__TASK REQUIREMENTS__: Copy every entry verbatim and skip the pictures.

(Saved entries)

-------------------------

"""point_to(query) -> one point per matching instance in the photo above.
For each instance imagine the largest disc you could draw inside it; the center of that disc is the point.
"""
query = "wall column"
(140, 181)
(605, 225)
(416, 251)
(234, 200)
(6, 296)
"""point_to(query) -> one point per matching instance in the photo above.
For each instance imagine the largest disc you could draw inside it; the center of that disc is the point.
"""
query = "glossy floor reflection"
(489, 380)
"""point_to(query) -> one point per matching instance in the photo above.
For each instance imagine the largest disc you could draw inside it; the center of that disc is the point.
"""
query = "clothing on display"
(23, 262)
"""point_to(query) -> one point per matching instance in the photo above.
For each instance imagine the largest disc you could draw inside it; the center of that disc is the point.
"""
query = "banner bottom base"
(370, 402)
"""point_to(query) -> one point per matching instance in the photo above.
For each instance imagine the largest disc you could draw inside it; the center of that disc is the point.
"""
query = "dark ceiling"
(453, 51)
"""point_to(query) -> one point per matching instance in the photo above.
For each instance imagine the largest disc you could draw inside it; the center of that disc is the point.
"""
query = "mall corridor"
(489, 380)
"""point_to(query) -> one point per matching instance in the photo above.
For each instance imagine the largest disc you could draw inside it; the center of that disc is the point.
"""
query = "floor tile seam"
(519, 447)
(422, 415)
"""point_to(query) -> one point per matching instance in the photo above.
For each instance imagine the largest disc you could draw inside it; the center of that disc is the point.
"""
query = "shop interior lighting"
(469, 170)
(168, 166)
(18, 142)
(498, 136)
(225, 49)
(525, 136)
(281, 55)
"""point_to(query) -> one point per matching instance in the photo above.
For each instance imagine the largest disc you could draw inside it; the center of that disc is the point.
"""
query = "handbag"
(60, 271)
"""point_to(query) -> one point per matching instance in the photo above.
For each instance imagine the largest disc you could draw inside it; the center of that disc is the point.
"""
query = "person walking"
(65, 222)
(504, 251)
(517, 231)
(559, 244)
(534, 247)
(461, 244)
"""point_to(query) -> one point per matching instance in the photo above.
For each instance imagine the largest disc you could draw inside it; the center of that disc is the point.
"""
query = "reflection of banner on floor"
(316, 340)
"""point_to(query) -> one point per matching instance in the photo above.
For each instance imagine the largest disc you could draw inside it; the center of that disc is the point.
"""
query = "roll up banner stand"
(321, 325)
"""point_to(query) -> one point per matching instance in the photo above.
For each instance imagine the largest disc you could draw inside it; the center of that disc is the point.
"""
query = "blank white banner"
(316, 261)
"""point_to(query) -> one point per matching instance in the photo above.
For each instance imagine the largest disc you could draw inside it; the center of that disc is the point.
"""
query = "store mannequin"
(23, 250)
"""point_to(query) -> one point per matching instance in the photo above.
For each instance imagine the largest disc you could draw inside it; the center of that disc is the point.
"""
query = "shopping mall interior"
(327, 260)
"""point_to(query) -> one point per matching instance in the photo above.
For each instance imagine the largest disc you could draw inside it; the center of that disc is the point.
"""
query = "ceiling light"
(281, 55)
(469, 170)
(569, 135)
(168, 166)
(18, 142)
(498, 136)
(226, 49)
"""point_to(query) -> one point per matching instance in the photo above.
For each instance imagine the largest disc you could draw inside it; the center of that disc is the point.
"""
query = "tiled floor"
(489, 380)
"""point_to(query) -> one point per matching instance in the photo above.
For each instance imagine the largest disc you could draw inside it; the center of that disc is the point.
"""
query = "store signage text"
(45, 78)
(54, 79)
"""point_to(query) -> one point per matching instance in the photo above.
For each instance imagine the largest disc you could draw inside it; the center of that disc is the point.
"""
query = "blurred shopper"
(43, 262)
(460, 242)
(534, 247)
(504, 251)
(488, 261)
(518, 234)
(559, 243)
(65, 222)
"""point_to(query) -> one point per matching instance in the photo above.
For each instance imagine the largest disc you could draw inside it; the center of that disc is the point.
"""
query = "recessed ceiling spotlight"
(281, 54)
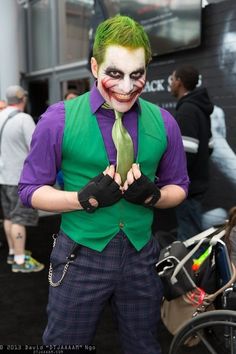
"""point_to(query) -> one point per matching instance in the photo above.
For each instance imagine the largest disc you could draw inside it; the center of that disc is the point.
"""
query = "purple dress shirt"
(44, 160)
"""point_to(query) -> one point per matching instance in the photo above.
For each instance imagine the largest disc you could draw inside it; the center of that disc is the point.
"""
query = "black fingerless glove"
(102, 188)
(142, 189)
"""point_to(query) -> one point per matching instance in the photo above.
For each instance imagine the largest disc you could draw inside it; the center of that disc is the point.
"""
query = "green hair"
(123, 31)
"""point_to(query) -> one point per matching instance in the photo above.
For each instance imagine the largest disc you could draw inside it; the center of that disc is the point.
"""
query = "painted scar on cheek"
(108, 82)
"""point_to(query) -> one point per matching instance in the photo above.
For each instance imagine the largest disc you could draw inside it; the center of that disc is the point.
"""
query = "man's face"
(3, 105)
(174, 85)
(121, 77)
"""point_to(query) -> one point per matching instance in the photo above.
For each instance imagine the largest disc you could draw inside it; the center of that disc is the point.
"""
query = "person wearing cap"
(16, 129)
(105, 251)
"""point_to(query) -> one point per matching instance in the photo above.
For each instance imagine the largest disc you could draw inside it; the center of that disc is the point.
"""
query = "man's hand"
(139, 189)
(103, 190)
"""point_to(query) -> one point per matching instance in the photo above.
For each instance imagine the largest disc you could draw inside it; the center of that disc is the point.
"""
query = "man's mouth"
(124, 97)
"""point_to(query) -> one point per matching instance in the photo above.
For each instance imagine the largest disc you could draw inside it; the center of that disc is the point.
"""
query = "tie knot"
(118, 115)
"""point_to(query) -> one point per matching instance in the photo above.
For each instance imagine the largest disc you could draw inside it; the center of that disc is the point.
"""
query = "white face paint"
(121, 77)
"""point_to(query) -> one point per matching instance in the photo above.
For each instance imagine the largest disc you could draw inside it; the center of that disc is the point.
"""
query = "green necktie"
(124, 147)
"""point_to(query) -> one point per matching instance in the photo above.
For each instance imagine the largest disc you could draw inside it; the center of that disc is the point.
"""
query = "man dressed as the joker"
(105, 251)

-------------------------

__RESPONSE BELOW__:
"""point_to(query) -> one point per matching instance in the photo above.
For each instance imagine the largest disc you could draw inside it; the center of that disc is the point.
"""
query = "wall column"
(140, 181)
(605, 225)
(416, 251)
(234, 200)
(6, 296)
"""point_to(query) -> one point per matching instance in the photo above.
For each instance imagine the largest disc you could draw inside it; the center of that disc is the point.
"""
query = "glossy floor reflection"
(489, 380)
"""point_to(query) -> one point per matching instance in the photo above.
For each instance imagine the largest disc you could draw inside it; the center of that disc is the point.
"""
query = "clothing on display"
(23, 262)
"""point_to(query) -> one point per matching instance in the photo above.
For each instance imagine the largest disc you could draw inside it; the center of that disc is the point.
"""
query = "banner bottom base"
(370, 402)
"""point_to(query) -> one point per matching instance in the photo above.
For each instance imagine the largest disc you could draw inside it; the center of that disc is the point.
"""
query = "dark ceiling"
(453, 51)
"""point_to(query) -> one point per matching instance in the photo above.
For each instance imagine the largest disc you could draw inside it; the center of that disc is the point.
"""
query = "mall corridor"
(489, 380)
"""point_to(query) -> one point per matching instance in the photo above.
For each instance imagine the largest disc you could draw inside it; the center of that disc is the point.
"""
query = "floor tile seam"
(519, 447)
(422, 415)
"""point_to(query) -> one point per matching instance in the photo above.
For each instance imagine the largest disc you could draw inside it; the center of that disc is the point.
"""
query = "shop interior lighting"
(469, 170)
(168, 166)
(18, 142)
(498, 136)
(225, 49)
(525, 136)
(281, 55)
"""point_to(query) -> one point per matching instance in the photo above.
For each instance imagine the largest disc you could draw inside it; the center of that disc is the point.
"""
query = "handbag"
(60, 271)
"""point_to(query) -> one point per matching instance in the photo above.
For each instance imagine the largest disc you could draw inside it; the center of that disc is the point.
"""
query = "person walking"
(65, 222)
(504, 251)
(517, 231)
(559, 244)
(534, 247)
(461, 244)
"""point_to(query) -> one point per matching instance in the photo above.
For each instance imagine the largest disc you could draw inside it; the center of that disc is the point.
"""
query = "reflection of banner on floor"
(316, 340)
"""point_to(query) -> one point per matching instance in the photo above.
For each instance imagine the largest disc you could draw inside it; the center of that disc is the point.
"""
query = "roll up banner stand"
(321, 325)
"""point_to(query) -> one point per matching instance in the photo above.
For each instance imagine the largest disc you could draw inside it; the center of that disc is the point.
"""
query = "blank white banner"
(316, 261)
"""point_to(query) -> one point per matching instance in the photo above.
For each instance imagine the largest disc you could draw inside it; the center of that disc is the point.
"""
query = "store mannequin"
(23, 250)
"""point_to(query) -> one point per matching instance in the photo above.
For each instance imagine the largest disc you could draw inside it; the center of that disc is the point.
"""
query = "shopping mall interior"
(327, 260)
"""point_to(query) -> one point per matching instance in the photo above.
For each instance imagine the largest disc you could draw inside it; the center of that disc is the point.
"""
query = "ceiling light"
(281, 55)
(469, 170)
(569, 135)
(168, 166)
(18, 142)
(498, 136)
(226, 49)
"""point_to(query) -> one point per matching instance in the photo above.
For each instance imagine the largest disc you could draw inside it; the center of that disc is the point.
"""
query = "tiled floor"
(489, 380)
"""point_to(query) -> one point per matching instance in the photo above.
For each instance imagine the largest disc you could draw inside it; the center of that disc is the point.
"""
query = "store signage text"
(45, 78)
(54, 79)
"""point_to(query) -> one point per matching instance in the photo above.
For each instance imagine the largest disc you could draw inside it; the center of that disc is the point.
"""
query = "blurred shopper"
(43, 262)
(460, 242)
(534, 247)
(504, 251)
(488, 261)
(518, 234)
(559, 243)
(65, 222)
"""point_to(query) -> one point per matching instance in the photo above.
For each instance imagine the largest disc you could draw inside it; the center of that disc is the point.
"""
query = "recessed ceiling spotlight"
(281, 54)
"""point_to(query) -> one point per matching instance in the photo above.
For each instance imagine the largest disc you could draw inside it; the center of that disc is the point.
"""
query = "purple dress shirt"
(44, 160)
"""point_to(query) -> one point per matching instance in the photo above.
For each instance imagine the largest disc you could draw inside it; the center of that disc is the point.
"""
query = "black fingerless glove"
(102, 188)
(142, 189)
"""point_to(query) -> one point per matching instance in the photo above.
For each instance imagine the largest disc you could draw inside it; the center of that disc is the point.
"""
query = "green hair"
(123, 31)
"""point_to(query) -> one point per matching instance in the photo above.
For each instance imagine the largest disc you could draw inside it; the center of that disc is the point.
"""
query = "painted scar on cheek"
(108, 82)
"""point_to(query) -> one point per matching instance in the photo above.
For each instance imagine the largest disc you could draw inside it; the center of that disc is the point.
"""
query = "man's face"
(3, 105)
(174, 85)
(121, 77)
"""point_to(query) -> one point per matching instance in the photo above.
For each instance imagine the largest disc you could draw inside it; the center of that disc is the point.
"""
query = "person wearing cap"
(16, 129)
(105, 251)
"""point_to(query) -> one point per matching instance in the photo above.
For each instance imagine the largest disc you could draw inside it; the center of that disc is the point.
"""
query = "man's hand"
(139, 189)
(103, 190)
"""point_to(query) -> one point per matching instance in the photo above.
For each instance imagine the largest disc you could draw inside it; the center of that disc is the point.
"""
query = "man's mouth"
(124, 97)
"""point_to(query) -> one point per matching instance in the photo above.
For each instance imagine the largest disc you could draw inside it; the center of that disc is the point.
"""
query = "tie knot"
(118, 115)
"""point_to(query) -> one point per matching instance in the photo above.
For each instance imagine the largest disc you could draw inside it; the center of that disc is the point.
"""
query = "white face paint"
(121, 77)
"""point_to(query) -> one point per matching instance in the photo above.
For each instance imagine the largest disc you could draw inside it; the center of that disc is the point.
"""
query = "green necktie"
(124, 147)
"""point_to(query) -> one point per matching instance in the photo above.
For each instance imagine the largest disc you could draw inside it; the center of that disc is the point.
"""
query = "man dressed as the joker"
(105, 251)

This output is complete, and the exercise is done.